> _Task directions_
In the excerpt below about the 2016 US presidential election, repeat word for word the part that opens with the words containing "I don’t know" and closes with "was her turn.".

> _Excerpt_
▬▬▬
It’s been seven sleeps now and it’s long past time to accept that last Tuesday wasn’t just a bad dream. After January 20th next year, when the President of the United States speaks on the news, gone will be the grace and dignity and intellect we’ve seen for the past eight years, replaced with incoherent pronouncements delivered through a pouting mouth that looks like an anus. You couldn’t make it up.

The day after the US election I wrote to a friend in Seattle, offering my sympathy and a big hug. She replied later with her two main conclusions. The first, like mine, was that the Democrats had wildly underestimated the mood in the Rust Belt. The second was that perhaps it had been too much to expect the country to elect its first female President in the first election after the first black President. Or perhaps, she conceded, Clinton was simply the wrong female candidate.

Back in the 1980s, in order to rid herself of Ken Livingstone, Maggie Thatcher legislated the role of the mayor of London out of existence. In the 1990s, when Tony Blair legislated the job back into existence, Ken Livingstone, by then a London MP, was inclined to believe he was getting his job back. But the last thing “New “ Labour government wanted was an Old Labour mayor of London. Blair told Livingstone he could not be the Labour candidate for the job. “Screw you,” said Red Ken. “I’ll run as an independent.” He won easily.

What Blair, who hated what he saw as the troglodytes of the Labour Party, could not fathom was the innate sense of fair play ingrained in the British psyche. Maggie got rid of Ken’s job. Blair has brought Ken’s job back. Who’s job is it? It’s Ken’s job, of course.

I’m not sure why, but I was reminded of that this week as all the post mortems began.

I’m not saying the US people thought the presidency was Hillary’s job, no questions asked. Nor should it have been. Obviously there were a lot of questions asked and the answer to most of them was apparently No. (Even though, like Al Gore in 2000, Clinton did win the popular vote.) But the Democratic National Committee certainly thought it was her job.

I don’t know whether deals were made in 2008 after the young Senator from Illinois triumphed over her in the primaries. I rather suspect they were. In fact, I’m sure Obama promised then to do everything he could to get Hillary elected when his time was over. It was, after all, only fair. She’d put in her time. She’d done the graft. She’d turned herself into, as Obama pointed out in his convention speech, the most qualified candidate to ever run for the job of President of the United States. It was her turn.

But if there was one thing most Americans can agree upon it’s not liking coronations. A clear sense of entitlement rubs them the wrong way, too. The launch of Clinton’s campaign last year seemed like the former and much of her campaign this year had more than a whiff of the latter.
▬▬▬
> _Entries provided_

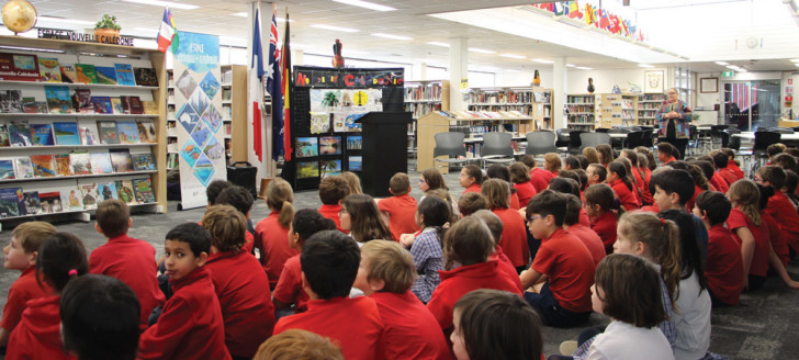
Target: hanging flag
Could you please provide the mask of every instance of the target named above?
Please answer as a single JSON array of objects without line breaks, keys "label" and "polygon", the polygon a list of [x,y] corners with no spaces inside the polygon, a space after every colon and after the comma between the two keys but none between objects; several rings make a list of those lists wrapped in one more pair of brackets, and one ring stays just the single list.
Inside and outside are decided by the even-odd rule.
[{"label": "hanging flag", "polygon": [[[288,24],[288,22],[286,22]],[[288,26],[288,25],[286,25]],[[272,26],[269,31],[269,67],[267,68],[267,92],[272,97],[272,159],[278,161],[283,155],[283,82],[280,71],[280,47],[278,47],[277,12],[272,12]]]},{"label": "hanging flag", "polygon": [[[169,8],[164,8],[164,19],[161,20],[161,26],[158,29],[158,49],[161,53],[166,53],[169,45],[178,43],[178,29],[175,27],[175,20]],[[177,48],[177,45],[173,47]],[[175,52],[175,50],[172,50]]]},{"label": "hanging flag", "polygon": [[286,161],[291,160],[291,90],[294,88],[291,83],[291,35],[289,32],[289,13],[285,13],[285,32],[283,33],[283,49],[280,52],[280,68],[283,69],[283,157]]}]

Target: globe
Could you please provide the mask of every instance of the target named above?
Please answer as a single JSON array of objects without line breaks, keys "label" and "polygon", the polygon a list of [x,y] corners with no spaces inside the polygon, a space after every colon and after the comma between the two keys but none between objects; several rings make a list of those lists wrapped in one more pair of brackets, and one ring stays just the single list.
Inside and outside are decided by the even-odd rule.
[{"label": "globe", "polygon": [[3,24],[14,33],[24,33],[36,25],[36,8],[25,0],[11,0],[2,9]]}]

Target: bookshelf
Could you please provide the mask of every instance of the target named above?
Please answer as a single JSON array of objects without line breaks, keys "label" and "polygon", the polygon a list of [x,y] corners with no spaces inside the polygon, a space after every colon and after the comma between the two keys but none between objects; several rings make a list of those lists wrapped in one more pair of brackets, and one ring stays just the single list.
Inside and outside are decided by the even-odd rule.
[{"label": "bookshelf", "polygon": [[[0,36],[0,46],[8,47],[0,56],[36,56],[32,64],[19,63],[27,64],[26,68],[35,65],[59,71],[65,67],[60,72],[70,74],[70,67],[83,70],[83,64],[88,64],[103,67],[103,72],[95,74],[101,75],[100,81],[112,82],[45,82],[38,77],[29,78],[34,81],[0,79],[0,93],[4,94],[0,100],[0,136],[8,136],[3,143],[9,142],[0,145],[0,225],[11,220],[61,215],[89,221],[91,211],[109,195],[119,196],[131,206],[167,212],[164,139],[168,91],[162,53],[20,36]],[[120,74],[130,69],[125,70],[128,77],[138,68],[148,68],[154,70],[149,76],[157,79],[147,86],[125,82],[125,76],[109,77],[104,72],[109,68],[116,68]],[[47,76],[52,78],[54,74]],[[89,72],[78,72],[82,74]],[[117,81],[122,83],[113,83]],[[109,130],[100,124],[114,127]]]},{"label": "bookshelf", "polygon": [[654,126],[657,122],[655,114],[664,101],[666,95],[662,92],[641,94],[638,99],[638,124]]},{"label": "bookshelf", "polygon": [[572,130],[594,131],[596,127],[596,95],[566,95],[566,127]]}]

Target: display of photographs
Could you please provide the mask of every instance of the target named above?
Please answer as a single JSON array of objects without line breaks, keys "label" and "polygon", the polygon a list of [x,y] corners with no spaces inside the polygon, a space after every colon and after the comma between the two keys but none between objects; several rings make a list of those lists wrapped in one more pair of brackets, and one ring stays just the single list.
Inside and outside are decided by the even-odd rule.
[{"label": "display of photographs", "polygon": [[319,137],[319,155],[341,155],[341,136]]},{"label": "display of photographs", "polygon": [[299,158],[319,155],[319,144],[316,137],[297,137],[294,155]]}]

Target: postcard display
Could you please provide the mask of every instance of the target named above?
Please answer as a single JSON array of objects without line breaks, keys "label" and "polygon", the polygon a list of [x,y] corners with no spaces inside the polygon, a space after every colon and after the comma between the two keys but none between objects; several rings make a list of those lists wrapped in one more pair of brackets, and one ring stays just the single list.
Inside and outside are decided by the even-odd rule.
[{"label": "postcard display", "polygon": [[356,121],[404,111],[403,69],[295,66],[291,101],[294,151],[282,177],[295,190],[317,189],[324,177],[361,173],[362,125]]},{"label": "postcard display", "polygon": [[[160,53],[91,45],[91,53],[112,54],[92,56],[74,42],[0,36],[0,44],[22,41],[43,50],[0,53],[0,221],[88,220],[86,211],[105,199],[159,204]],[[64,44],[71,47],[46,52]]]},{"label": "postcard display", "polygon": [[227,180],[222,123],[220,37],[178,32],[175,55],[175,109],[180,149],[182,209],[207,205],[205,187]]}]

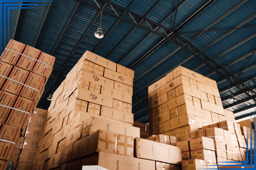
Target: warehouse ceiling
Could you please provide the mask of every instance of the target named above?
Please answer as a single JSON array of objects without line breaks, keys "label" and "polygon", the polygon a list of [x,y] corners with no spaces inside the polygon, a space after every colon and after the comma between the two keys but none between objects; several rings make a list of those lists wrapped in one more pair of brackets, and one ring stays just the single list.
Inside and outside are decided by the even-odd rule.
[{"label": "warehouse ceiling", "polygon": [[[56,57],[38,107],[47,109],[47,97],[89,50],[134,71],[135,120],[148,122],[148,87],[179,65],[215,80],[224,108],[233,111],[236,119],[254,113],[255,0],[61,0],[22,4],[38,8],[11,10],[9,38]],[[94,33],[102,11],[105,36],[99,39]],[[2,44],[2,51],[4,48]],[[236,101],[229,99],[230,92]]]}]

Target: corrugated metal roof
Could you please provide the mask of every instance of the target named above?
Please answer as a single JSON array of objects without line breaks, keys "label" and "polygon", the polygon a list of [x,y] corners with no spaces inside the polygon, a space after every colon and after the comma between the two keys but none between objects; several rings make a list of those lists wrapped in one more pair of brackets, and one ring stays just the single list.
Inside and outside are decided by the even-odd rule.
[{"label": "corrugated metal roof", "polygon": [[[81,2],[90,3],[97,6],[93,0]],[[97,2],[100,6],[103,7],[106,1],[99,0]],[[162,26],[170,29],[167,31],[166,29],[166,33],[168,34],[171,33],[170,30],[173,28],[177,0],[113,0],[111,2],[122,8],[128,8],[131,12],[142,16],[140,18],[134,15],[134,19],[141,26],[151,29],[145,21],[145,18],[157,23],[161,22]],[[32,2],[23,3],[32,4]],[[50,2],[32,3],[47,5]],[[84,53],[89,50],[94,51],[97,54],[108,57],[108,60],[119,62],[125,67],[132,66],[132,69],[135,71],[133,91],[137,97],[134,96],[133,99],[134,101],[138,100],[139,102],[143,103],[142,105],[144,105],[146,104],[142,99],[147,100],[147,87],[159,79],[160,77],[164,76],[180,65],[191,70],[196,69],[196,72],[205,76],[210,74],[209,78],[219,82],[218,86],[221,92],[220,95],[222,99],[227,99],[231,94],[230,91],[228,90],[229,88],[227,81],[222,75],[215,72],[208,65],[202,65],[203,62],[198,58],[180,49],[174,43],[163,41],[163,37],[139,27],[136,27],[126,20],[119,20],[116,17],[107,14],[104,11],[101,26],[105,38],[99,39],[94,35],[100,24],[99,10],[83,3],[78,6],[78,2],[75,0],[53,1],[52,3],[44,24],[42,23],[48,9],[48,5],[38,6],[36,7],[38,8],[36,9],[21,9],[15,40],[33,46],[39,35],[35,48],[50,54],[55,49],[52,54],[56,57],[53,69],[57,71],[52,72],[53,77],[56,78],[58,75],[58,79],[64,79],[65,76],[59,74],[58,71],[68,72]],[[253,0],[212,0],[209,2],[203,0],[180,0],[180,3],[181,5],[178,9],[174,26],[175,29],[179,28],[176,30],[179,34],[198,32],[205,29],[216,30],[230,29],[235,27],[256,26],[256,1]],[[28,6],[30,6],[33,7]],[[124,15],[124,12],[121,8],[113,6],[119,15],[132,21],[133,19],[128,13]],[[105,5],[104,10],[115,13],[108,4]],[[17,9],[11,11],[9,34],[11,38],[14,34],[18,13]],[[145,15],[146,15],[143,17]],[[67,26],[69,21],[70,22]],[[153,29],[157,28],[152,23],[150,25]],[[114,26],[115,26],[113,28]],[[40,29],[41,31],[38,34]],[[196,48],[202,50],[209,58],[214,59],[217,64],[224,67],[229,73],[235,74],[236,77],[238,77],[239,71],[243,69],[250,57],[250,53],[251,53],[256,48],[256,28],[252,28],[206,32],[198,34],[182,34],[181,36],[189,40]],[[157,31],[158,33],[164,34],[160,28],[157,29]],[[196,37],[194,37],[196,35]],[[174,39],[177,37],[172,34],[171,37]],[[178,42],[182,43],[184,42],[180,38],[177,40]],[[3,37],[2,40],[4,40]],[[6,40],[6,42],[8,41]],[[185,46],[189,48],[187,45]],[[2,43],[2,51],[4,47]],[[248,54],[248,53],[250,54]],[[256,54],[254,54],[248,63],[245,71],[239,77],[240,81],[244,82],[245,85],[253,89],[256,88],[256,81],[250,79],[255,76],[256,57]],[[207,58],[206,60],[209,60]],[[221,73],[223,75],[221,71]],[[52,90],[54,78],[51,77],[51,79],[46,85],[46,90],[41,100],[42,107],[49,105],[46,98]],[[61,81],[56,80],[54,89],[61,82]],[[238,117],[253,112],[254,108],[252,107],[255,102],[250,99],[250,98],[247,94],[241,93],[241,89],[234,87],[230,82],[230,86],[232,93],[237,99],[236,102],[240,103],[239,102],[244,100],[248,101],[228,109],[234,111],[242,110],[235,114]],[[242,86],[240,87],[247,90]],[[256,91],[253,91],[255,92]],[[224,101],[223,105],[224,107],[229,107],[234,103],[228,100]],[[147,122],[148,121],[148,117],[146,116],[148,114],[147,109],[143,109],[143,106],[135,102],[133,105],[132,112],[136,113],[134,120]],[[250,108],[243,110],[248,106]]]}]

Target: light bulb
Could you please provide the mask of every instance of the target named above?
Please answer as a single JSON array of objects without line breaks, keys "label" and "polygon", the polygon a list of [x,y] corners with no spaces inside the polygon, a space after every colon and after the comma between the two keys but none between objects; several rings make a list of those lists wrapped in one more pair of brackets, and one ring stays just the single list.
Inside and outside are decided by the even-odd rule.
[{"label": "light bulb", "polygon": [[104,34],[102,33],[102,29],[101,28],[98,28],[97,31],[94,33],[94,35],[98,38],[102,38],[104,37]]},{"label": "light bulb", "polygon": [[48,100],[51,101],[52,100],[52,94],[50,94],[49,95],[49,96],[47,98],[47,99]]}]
▬▬▬
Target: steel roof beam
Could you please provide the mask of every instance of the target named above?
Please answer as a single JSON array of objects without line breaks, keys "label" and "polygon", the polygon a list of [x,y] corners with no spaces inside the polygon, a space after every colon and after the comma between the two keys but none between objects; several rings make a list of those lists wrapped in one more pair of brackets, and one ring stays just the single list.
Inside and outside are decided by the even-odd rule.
▬▬▬
> _The solution_
I don’t know whether deals were made in 2008 after the young Senator from Illinois triumphed over her in the primaries. I rather suspect they were. In fact, I’m sure Obama promised then to do everything he could to get Hillary elected when his time was over. It was, after all, only fair. She’d put in her time. She’d done the graft. She’d turned herself into, as Obama pointed out in his convention speech, the most qualified candidate to ever run for the job of President of the United States. It was her turn.